Exercise requirements –
a) From the biodiversity data policy text below, list the specific justifications it gives for restricting open availability.
b) Pick up the biodiversity data policy text below after its last sentence and carry it forward.

Source document –
• • • •

One factor that may change this reluctant attitude is to develop measures that ensure that all who create, organise or mobilise data are fully credited for their contributions (Patterson et al. 2014). This can be achieved by applying Universally Unique Identifiers (UUIDs) to any element of data or information, and track the export and import of the content by, for example, using small plugins for browsers. That way, sources and suppliers of data can be assigned credit for their contributions by tracking the use of identifiers. Proper attribution is an established community norm for all scientific information, be it protected by any intellectual property rights or not. Therefore, the right of attribution does not require the recognition of any intellectual property right.

Biodiversity data and information should not be treated as commercial goods, but as a common resource for the whole human society. From this perspective, scientific publications need to be made openly available, as soon after publication and as freely as possible. Researchers should be able to communicate their results with minimum time delay and at minimum cost. Restrictions to open availability should only be applied if based on specific justifications, such as to protect security, endangered species, or to protect the privacy of individuals.

Data Policy Recommendations

The main objective of EU BON is to build a substantial part of the Group on Earth Observation’s Biodiversity Observation Network (GEO BON). EU BON’s deliverables include a comprehensive „European Biodiversity Portal“ for all stakeholder communities, strategies for a global implementation of GEO BON and support of the Intergovernmental Platform on Biodiversity and Ecosystem Services (IPBES). In that perspective, EU BON recommends to all members, associated persons and institutions as well as to other stakeholders of biodiversity information to contribute to the following data policy:

1. Legislators

  • The EU should revise the Directive 2001/29/EC by declaring that the provision of a copyright exception for scientific research is compulsory for all member states. The new regulations should not refer to commercial or non-commercial scientific research, as this distinction is neither useful nor applicable in practice. Nor should they refer to the place from where, nor the technical mode how, works are accessed, as such restrictions hamper the research process.
  • The EU should revise the Directive 96/9/EC by declaring that the re-use of protected databases for scientific research is authorised by a compulsory exception to database rights.
  • Member states of the EU or the EEA should introduce or, where it already exists, extend a copyright exception for the use of works for scientific research. This exception should not refer to commercial or non-commercial scientific research, as this distinction is neither useful nor applicable in practice. Nor should it refer to the place from where, nor the technical mode how, works are accessed, as such restrictions hamper the research process.
  • Member states of the EU or the EEA should introduce or, where it already exists, extend an exception of database protection for the re-use of databases for scientific research.

2. Researchers

  • Researchers should refrain from asserting intellectual property rights for biodiversity data and information collected and/or published by them. By default, all content referring to biodiversity information should be openly accessible.

• • • •

Data section –
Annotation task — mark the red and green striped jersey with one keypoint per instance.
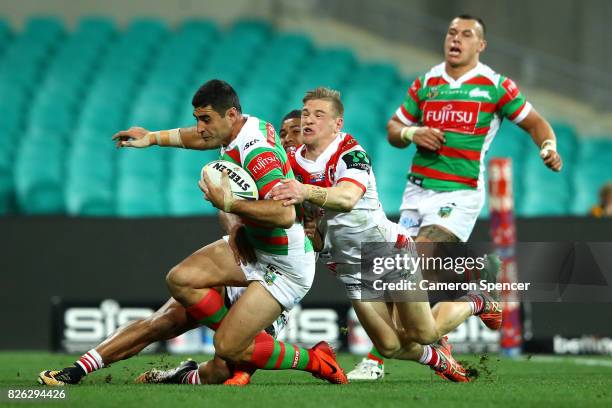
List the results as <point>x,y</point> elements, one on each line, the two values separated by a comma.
<point>469,111</point>
<point>258,150</point>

• • • •

Final results –
a)
- To protect security
- To protect endangered species
- To protect the privacy of individuals

b)
  • As far as material produced by researchers is protected by copyright or by database rights, the right owner should make these works or databases freely accessible and reusable by publishing them under a CC-BY or CC0 .
  • Publicly funded research institutions should refrain from asserting intellectual property rights for biodiversity data and information collected and/or published by them. By default, all content referring to biodiversity information should be openly accessible.
  • Publicly funded institutions should encourage re-use of biodiversity data and information for research purposes with a requirement for attribution of the source, but should impose no other requirements on re-use.
  • As far as material owned by publicly funded institutions is protected by copyright or by database rights, the institutions should dedicate these works or databases to the public domain by publishing them under CC0 .

3. Data aggregators

  • Encourage data suppliers and partner nodes to publish their data under CC0. With CC0, the data publisher waives any copyright over the data(set) and dedicates it to the public domain. Users can copy, use, modify and distribute the data without asking your permission. The data publisher cannot be held liable for any (mis)use of the data either. CC0 is recommended for data and databases and is used by hundreds of organizations. It is especially recommended for scientific data and thus encouraged by Pensoft (see, for example, the policies of the Research Ideas and Outcomes (RIO) journal); such an appeal has been published in Nature as early as in 2009 (Schofield et al. 2009). Although CC0 doesn’t legally require users of the data to cite the source, it does not take away community norms on the moral responsibility to give attribution, as is common in scientific research.
  • Ensure that data are stored in a versioned and time-stamped manner.
  • Provide data citation mechanisms (Starr et al. 2015) at the level of dataset and individual data records. Good examples are used by Canadensys, VertNet, Pensoft (Penev et al. 2011), and the RDA Working Group on Data Citation (WGDC).
  • Develop mechanisms to identify and cite arbitrary views of data, from a single record to an entire data set in a precise, machine-actionable manner, that are stable across different technologies and technological changes.
  • Allow to cite and retrieve that data as it existed at a certain point in time, whether the database is static or highly dynamic.
  • Identify data sets by storing and assigning persistent identifiers (PIDs) to times-tamped queries that can be re-executed against the time-stamped data store.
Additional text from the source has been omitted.